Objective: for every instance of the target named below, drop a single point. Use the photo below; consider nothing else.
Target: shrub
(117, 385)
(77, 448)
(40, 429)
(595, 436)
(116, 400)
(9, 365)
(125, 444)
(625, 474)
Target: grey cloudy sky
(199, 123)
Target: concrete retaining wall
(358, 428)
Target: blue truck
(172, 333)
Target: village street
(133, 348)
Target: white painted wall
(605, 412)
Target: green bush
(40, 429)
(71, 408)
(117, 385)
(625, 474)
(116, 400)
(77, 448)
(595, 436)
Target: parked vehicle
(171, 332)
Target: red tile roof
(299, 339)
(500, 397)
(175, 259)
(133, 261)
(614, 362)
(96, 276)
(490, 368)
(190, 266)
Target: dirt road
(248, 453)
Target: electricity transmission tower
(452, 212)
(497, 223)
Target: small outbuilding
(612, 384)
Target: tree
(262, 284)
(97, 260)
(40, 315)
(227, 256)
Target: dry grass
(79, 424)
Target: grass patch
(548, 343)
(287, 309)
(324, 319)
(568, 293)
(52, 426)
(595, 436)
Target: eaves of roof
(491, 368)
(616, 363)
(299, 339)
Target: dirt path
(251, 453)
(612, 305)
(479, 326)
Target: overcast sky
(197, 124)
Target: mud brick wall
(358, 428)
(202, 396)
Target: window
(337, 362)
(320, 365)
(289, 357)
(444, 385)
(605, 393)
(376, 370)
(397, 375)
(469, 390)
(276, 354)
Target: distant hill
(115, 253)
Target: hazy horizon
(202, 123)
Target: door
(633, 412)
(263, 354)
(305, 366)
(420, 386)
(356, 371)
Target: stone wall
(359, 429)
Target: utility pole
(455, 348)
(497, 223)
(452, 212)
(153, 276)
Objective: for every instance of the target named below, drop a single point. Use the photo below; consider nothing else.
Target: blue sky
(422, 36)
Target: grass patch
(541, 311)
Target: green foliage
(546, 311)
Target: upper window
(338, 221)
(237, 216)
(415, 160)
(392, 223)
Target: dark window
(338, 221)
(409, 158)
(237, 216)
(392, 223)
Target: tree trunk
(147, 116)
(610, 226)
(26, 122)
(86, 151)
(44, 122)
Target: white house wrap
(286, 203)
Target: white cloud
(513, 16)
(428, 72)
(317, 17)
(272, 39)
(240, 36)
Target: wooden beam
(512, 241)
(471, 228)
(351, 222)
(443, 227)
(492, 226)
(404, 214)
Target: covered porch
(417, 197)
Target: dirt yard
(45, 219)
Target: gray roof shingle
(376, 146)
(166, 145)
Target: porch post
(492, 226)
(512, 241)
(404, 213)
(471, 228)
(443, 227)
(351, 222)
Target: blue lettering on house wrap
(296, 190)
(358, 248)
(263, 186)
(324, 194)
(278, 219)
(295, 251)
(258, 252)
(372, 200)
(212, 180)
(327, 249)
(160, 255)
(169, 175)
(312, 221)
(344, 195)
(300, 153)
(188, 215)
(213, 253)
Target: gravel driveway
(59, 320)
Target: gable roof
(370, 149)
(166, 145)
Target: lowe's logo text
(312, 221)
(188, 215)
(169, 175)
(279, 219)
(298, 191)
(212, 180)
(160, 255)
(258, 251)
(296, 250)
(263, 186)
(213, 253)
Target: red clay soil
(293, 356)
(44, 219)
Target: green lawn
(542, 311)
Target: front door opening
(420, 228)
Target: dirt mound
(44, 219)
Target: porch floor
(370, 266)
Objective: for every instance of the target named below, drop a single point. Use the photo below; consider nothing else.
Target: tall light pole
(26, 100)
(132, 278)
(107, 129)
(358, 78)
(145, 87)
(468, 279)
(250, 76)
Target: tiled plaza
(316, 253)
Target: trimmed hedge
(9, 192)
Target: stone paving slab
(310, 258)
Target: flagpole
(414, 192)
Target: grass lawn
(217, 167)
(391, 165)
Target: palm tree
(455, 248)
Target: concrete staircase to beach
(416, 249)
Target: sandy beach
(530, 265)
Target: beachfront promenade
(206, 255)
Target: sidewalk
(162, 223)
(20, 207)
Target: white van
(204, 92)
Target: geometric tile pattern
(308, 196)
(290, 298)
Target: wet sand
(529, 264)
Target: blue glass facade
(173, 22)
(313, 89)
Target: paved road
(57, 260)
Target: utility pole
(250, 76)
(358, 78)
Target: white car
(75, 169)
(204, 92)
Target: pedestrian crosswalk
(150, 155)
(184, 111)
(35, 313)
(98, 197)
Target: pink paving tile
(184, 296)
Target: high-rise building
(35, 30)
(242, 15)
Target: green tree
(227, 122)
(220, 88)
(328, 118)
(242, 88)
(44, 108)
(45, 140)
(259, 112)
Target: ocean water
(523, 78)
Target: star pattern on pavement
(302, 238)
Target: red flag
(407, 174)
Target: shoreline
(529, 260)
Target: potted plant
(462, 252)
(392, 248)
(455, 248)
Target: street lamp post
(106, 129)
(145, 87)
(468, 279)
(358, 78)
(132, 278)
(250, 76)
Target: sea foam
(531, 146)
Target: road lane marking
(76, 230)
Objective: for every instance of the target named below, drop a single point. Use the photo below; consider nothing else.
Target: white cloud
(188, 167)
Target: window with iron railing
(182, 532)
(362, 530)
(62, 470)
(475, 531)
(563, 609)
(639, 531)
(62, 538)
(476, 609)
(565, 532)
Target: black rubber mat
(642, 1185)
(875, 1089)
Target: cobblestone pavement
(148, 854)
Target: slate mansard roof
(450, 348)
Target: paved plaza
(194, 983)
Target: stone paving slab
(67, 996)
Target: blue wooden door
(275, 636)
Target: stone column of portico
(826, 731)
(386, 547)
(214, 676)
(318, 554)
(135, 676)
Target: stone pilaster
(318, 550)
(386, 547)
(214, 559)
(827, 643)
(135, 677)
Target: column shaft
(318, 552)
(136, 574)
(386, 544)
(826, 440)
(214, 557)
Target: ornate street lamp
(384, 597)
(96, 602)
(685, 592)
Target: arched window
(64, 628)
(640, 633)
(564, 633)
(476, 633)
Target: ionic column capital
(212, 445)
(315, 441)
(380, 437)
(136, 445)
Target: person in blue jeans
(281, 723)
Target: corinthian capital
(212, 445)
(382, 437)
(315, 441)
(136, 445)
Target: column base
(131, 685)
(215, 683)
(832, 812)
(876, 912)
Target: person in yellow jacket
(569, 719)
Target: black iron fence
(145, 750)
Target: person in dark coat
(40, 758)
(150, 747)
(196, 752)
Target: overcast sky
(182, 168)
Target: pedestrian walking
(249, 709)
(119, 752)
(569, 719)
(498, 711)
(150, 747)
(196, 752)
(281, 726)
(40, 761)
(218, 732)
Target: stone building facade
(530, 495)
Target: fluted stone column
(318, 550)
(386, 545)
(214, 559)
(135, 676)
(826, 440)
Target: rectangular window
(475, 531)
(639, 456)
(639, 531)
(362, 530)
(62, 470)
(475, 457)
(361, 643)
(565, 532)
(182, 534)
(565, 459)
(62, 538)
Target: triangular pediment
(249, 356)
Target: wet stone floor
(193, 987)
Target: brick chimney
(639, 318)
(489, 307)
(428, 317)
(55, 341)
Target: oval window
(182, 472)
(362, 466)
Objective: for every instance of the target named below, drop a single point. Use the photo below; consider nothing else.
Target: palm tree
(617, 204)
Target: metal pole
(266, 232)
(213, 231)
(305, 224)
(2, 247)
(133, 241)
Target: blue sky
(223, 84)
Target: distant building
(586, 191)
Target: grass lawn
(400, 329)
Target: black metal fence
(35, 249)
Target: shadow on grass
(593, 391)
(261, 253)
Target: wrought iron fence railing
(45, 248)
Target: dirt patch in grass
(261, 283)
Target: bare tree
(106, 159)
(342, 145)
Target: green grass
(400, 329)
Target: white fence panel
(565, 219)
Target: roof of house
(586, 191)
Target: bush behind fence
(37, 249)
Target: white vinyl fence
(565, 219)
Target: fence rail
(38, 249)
------------------------------------------------
WORK TO COMPLETE
Could you write out, unchanged, the line with "Target: wrought iron fence railing" and every line after it in the data above?

COMPLETED TASK
Target: wrought iron fence railing
(45, 248)
Target: dirt patch in grass
(261, 283)
Target: bare tree
(106, 159)
(342, 145)
Target: green grass
(400, 329)
Target: white fence panel
(565, 219)
Target: roof of house
(586, 191)
Target: bush behind fence
(37, 249)
Target: white vinyl fence
(565, 219)
Target: fence rail
(38, 249)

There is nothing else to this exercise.